SHORT TASK | The records below hold pictures; please leave those out and retype the rest exactly.

DATA LINES |
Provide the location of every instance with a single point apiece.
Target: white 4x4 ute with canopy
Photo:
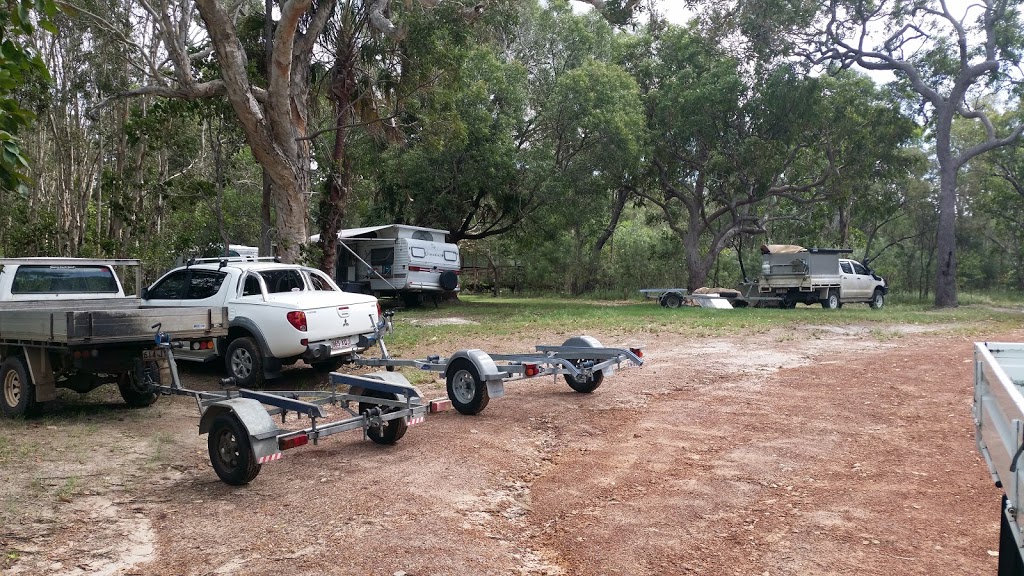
(278, 315)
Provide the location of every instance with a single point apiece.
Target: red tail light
(294, 442)
(298, 320)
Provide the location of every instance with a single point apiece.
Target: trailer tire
(18, 396)
(392, 430)
(230, 452)
(245, 363)
(878, 299)
(135, 394)
(466, 391)
(832, 300)
(584, 384)
(1010, 556)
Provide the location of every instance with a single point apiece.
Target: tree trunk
(945, 238)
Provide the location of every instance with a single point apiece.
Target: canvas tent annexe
(396, 259)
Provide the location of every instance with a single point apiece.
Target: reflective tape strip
(269, 458)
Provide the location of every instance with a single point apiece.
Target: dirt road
(771, 454)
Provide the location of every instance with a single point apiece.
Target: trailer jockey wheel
(230, 451)
(672, 300)
(466, 391)
(390, 430)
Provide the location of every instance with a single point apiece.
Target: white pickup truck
(67, 323)
(278, 315)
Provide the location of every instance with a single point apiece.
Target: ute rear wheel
(230, 452)
(245, 363)
(136, 393)
(832, 300)
(18, 398)
(388, 432)
(466, 391)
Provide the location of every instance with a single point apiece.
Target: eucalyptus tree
(948, 58)
(735, 150)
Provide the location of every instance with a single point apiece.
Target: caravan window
(381, 256)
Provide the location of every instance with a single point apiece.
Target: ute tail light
(293, 442)
(298, 320)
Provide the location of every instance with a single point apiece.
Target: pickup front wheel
(245, 363)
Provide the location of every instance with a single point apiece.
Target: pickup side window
(283, 280)
(204, 284)
(320, 282)
(252, 286)
(64, 280)
(172, 287)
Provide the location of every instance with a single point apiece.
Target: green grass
(515, 316)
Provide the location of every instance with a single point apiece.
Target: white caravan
(397, 260)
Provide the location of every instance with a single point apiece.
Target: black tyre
(139, 394)
(832, 300)
(466, 391)
(18, 398)
(878, 299)
(230, 451)
(672, 300)
(245, 363)
(585, 384)
(391, 430)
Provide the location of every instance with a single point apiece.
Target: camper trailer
(397, 260)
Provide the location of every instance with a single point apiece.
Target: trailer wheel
(672, 300)
(18, 392)
(391, 430)
(467, 393)
(245, 363)
(584, 384)
(878, 300)
(832, 300)
(230, 451)
(134, 393)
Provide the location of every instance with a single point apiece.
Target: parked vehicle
(278, 315)
(397, 260)
(791, 275)
(67, 323)
(998, 420)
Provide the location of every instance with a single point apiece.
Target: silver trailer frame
(243, 434)
(998, 420)
(473, 376)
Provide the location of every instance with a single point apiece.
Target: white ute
(278, 315)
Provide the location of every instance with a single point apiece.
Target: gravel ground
(809, 451)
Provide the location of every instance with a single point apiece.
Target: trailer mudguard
(485, 369)
(261, 427)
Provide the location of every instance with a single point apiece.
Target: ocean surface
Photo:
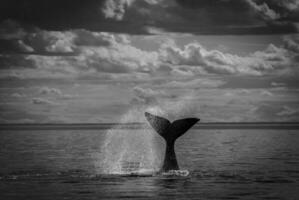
(223, 164)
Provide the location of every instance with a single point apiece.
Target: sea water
(223, 164)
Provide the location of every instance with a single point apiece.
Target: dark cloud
(137, 16)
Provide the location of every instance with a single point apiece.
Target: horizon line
(139, 125)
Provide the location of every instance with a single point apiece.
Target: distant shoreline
(105, 126)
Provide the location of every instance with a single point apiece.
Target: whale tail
(170, 132)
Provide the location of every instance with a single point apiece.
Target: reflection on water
(223, 164)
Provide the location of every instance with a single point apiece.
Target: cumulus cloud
(110, 53)
(146, 95)
(287, 111)
(264, 10)
(18, 95)
(291, 42)
(116, 8)
(217, 62)
(194, 84)
(42, 101)
(46, 90)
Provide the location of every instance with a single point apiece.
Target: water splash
(122, 146)
(129, 146)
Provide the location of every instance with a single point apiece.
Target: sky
(93, 61)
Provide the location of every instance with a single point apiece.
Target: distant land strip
(106, 126)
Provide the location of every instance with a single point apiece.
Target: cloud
(287, 111)
(18, 95)
(41, 101)
(132, 16)
(79, 53)
(264, 10)
(46, 91)
(275, 84)
(194, 84)
(266, 93)
(291, 42)
(146, 96)
(216, 62)
(116, 8)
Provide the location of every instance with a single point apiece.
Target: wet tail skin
(170, 132)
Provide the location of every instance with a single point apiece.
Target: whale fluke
(170, 132)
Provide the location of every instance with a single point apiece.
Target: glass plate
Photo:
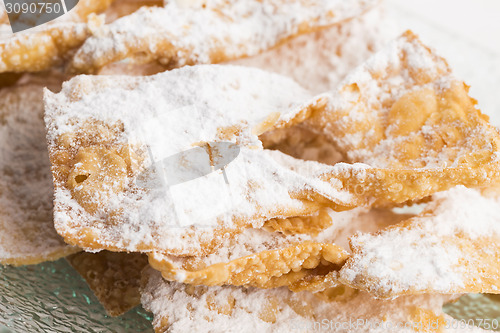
(53, 297)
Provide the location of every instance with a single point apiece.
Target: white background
(466, 33)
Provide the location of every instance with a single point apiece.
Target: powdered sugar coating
(170, 113)
(425, 254)
(210, 32)
(320, 60)
(178, 308)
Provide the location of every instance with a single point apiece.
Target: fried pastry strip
(412, 123)
(47, 45)
(451, 247)
(177, 307)
(210, 32)
(302, 255)
(105, 155)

ANSWER FOR THIS EXERCISE |
Provide the location of every instance with a single point apiece.
Target: white 4x4 ute with canopy
Photo:
(278, 315)
Provide the location of every instance with a single point apiece.
Target: red tail light
(294, 442)
(298, 320)
Provide the location of every instance with a single point apiece.
Target: trailer tire
(18, 396)
(392, 430)
(230, 452)
(245, 363)
(878, 299)
(135, 394)
(466, 391)
(832, 300)
(584, 384)
(1010, 556)
Provide the location of every instance with a single point apiece.
Target: tree trunk
(945, 238)
Provide the location of every instance with a single point apiece.
Target: canvas tent annexe
(396, 259)
Provide the location of every instance with a single point apiece.
Target: reflective tape strip
(269, 458)
Provide the location of every instance with a single point apiece.
Target: dirt road
(771, 454)
Provide the location of every instance with a single point apiece.
Target: trailer jockey wheel
(230, 451)
(672, 300)
(466, 391)
(390, 430)
Provide the location of every instance with a single point apiece.
Target: white pickup truck
(67, 323)
(278, 315)
Provide the location of every instance with a single point apiece.
Target: ute rear wheel
(230, 452)
(245, 363)
(136, 393)
(832, 300)
(18, 398)
(388, 432)
(466, 391)
Provide the location of every instance with a single point apiece.
Target: eucalyptus tree
(948, 58)
(735, 150)
Provide the location of every instance with a single point apiece.
Target: caravan window
(381, 256)
Provide the location of every instance with a single point apiece.
Target: ute tail light
(293, 442)
(298, 320)
Provide the location of every instance with a single point apiece.
Target: pickup front wheel
(245, 363)
Provide the location of every instance with a single point apiece.
Target: pickup side window
(283, 280)
(204, 284)
(320, 282)
(252, 286)
(64, 280)
(172, 287)
Provide the location of every instance with a single point apiece.
Target: green grass
(515, 316)
Provide the location of every instance with a single point apiece.
Target: white caravan
(397, 260)
Provide the location of every instance with a single point apiece.
Target: black tyre
(139, 394)
(832, 300)
(466, 391)
(18, 398)
(878, 299)
(230, 451)
(672, 300)
(245, 363)
(585, 384)
(391, 430)
Provide the location of every instance with a single point apiece.
Target: camper trailer
(397, 260)
Provide the location of every instance with a single point apiece.
Target: trailer wheel
(672, 300)
(18, 392)
(391, 430)
(467, 393)
(245, 363)
(584, 384)
(878, 300)
(832, 300)
(230, 451)
(134, 393)
Provide the location of every instance with a single point apiece.
Target: parked vehicle
(278, 315)
(397, 260)
(791, 275)
(67, 323)
(998, 420)
Provide the location of every instance with a single point apiece.
Target: silver trailer frame
(243, 434)
(998, 420)
(473, 376)
Provide the location of every instance with a single point apiece.
Target: white ute
(278, 315)
Provide the location of every instance with a single point apiece.
Target: gravel ground
(809, 451)
Provide the location of every instance with a single point apiece.
Target: trailer mudguard
(485, 369)
(261, 427)
Provide the location of every instance with a single point apiece.
Target: ocean surface
Photo:
(223, 164)
Provide the location of every instance with a single point apiece.
Target: sea water
(223, 164)
Provide the location of every instance with a single point apiece.
Target: dark cloud
(137, 16)
Provide the location of every instance with a single point apiece.
Target: horizon line
(139, 125)
Provide the location of every instance with a single point apiece.
Target: distant shoreline
(105, 126)
Provide the location of every instance with a single point apiece.
Target: whale tail
(170, 132)
Provide the location of every instance with a single point apiece.
Target: reflection on water
(223, 164)
Provide the location of every instance with a single point apiece.
Target: cumulus cloud
(110, 53)
(146, 95)
(287, 111)
(264, 10)
(18, 95)
(291, 42)
(116, 8)
(217, 62)
(194, 84)
(42, 101)
(46, 90)
Provide the location of every instance with a single point apiece.
Target: water splash
(122, 146)
(129, 146)
Provide the location of every instance with a single point apiece.
Target: sky
(93, 61)
Provide the location of every instance with a single point apiece.
Target: distant land strip
(106, 126)
Provide the location of every instance with a single point apiece.
Target: cloud
(287, 111)
(18, 95)
(41, 101)
(132, 16)
(79, 53)
(264, 10)
(46, 91)
(275, 84)
(194, 84)
(266, 93)
(291, 42)
(146, 96)
(216, 62)
(116, 8)
Provide the location of every instance with a single point apiece.
Target: wet tail skin
(170, 132)
Provide the location of every instance with a single point apiece.
Target: whale fluke
(170, 132)
Provide the location of every instance with a single point apiece.
Target: glass plate
Photo:
(53, 297)
Provide the location of every instance with a single point apiece.
Target: white background
(466, 33)
Provide the location of every instance with a single point apiece.
Target: powdered sugar coating
(170, 113)
(425, 254)
(210, 32)
(320, 60)
(178, 308)
Provide the location of every instance with a single point apiece.
Target: fried pastry strip
(412, 123)
(47, 45)
(451, 247)
(177, 307)
(210, 32)
(302, 255)
(105, 155)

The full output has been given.